ADF attorneys file petition at high court after 3rd Circuit reinterpreted city ordinance, declined to strike it down
Baby's Feet

WASHINGTON – Alliance Defending Freedom attorneys representing pro-life sidewalk counselors asked the U.S. Supreme Court Thursday to weigh in on a Pittsburgh, Pennsylvania, censorship-zone law that muzzles free speech on public sidewalks outside of abortion facilities. Pittsburgh enacted a law that bans speech and advocacy—even prayer—in painted zones outside medical facility entrances. The city then chose to paint such zones outside only two facilities, Pittsburgh’s two abortion clinics, in the entire metropolitan area and enforced the ban against pro-life sidewalk counselors only.

Recognizing the constitutional problems with such a ban in light of a U.S. Supreme Court ruling that struck down a similar Massachusetts law in 2014, the U.S. Court of Appeals for the 3rd Circuit last year claimed to narrow the law to say that the ban doesn’t apply to sidewalk counseling, only prayer or standing quietly while holding a sign or wearing buttons. It then upheld the ban as constitutional. As the petition filed with the high court in Bruni v. City of Pittsburgh explains, “federal courts cannot rewrite state laws” to save them from unconstitutionality, and “the Third Circuit’s narrowing construction is ineffective because city officials and state courts are not bound by it, and they can still hold sidewalk counselors criminally liable in spite of it.”

“The right to free speech is for everyone, not just those in power,” said ADF Vice President of Appellate Advocacy John Bursch. “The government can’t silence speakers just because it doesn’t like what they have to say, and as Pittsburgh’s mayor made clear, the ban’s purpose was to prevent women seeking abortions from hearing messages of hope, encouragement, and true choice. The city can still prosecute pro-life sidewalk counselors and censor pro-life advocates even after the 3rd Circuit’s ruling, and until the Supreme Court weighs in, the threat remains.”

--- --- ---

(Requirement 1) Can you reproduce, word for word, the stretch of the Pittsburgh sidewalk-counseling article from "WASHINGTON – Alliance Defending" through "sidewalk counselors only."?
(Requirement 2) Can you pick up the Pittsburgh sidewalk-counseling article where it stops and carry it on?
You won't need the material that comes after the Pittsburgh sidewalk-counseling article.

(Supplied information)
--- --- ---

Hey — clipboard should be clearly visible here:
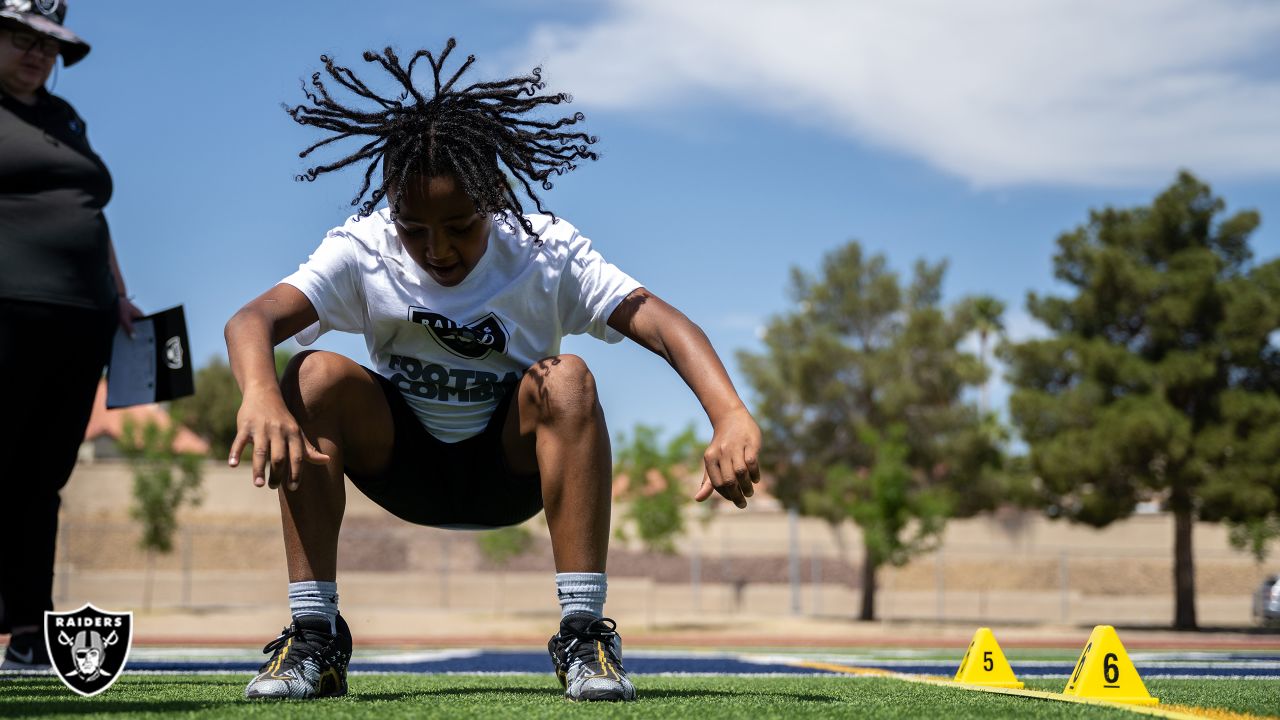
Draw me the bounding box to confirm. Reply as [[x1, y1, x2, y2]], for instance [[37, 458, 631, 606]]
[[106, 305, 196, 409]]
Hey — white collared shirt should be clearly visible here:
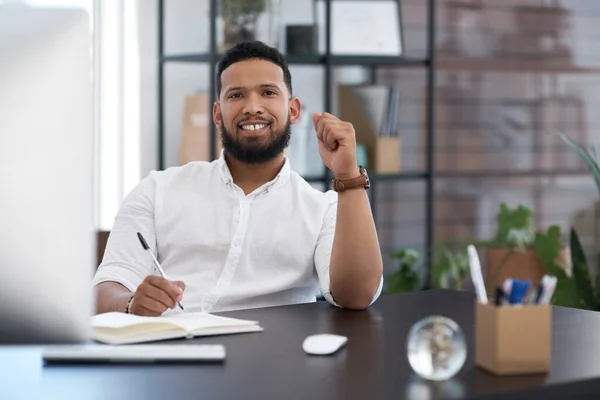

--- --- ---

(Output 1)
WASHINGTON – Alliance Defending Freedom attorneys representing pro-life sidewalk counselors asked the U.S. Supreme Court Thursday to weigh in on a Pittsburgh, Pennsylvania, censorship-zone law that muzzles free speech on public sidewalks outside of abortion facilities. Pittsburgh enacted a law that bans speech and advocacy—even prayer—in painted zones outside medical facility entrances. The city then chose to paint such zones outside only two facilities, Pittsburgh’s two abortion clinics, in the entire metropolitan area and enforced the ban against pro-life sidewalk counselors only.

(Output 2)
In 2014, the 3rd Circuit rightly observed that “the Ordinance imposes the same kind of burden on speech” as one the U.S. Supreme Court struck down in McCullen v. Coakley and then sent the case back to the district court. But in 2019, after the case again rose to the 3rd Circuit, the court issued an opinion that declined to declare the law unconstitutional.

“Under the First Amendment, government doesn’t get to pick and choose the speech it allows,” said ADF Senior Counsel Kevin Theriot, who argued the case before the 3rd Circuit. “But because the 3rd Circuit reinterpreted Pittsburgh’s law in order to save it rather than strike it down for the constitutional problems it saw, Pittsburgh remains free to engage in the very censorship that the Supreme Court held unconstitutional just six years ago.”

ADF attorneys filed the lawsuit against Pittsburgh in 2014 on behalf of pro-life individuals who haven’t been allowed to speak or engage in sidewalk counseling within the zones. The city banned their speech in the zone while allowing others to talk about the weather, sports, or practically anything else. Pittsburgh Mayor Bill Peduto has been enforcing the law, which he voted for as a city councilman in 2005.

“Banning pro-life speech robs pregnant women of a life-changing choice,” said ADF Legal Counsel Elissa Graves, who has litigated the case on behalf of sidewalk counselors since its filing. “Sometimes a woman stops in the censorship zone and stretches out her hand to receive literature. Pittsburgh bans sidewalk counselors from reaching out at that critical moment but allows just about any other kind of speech in the zone. That robs a woman of a fully informed choice.”

Lawrence G. Paladin, Jr., one of more than 3,400 attorneys allied with ADF, is serving as local counsel in the case.

  • Pronunciation guide: Bruni (BROON’-ee), Theriot (TAIR’-ee-oh)

Alliance Defending Freedom is an alliance-building, non-profit legal organization that advocates for the right of people to freely live out their faith.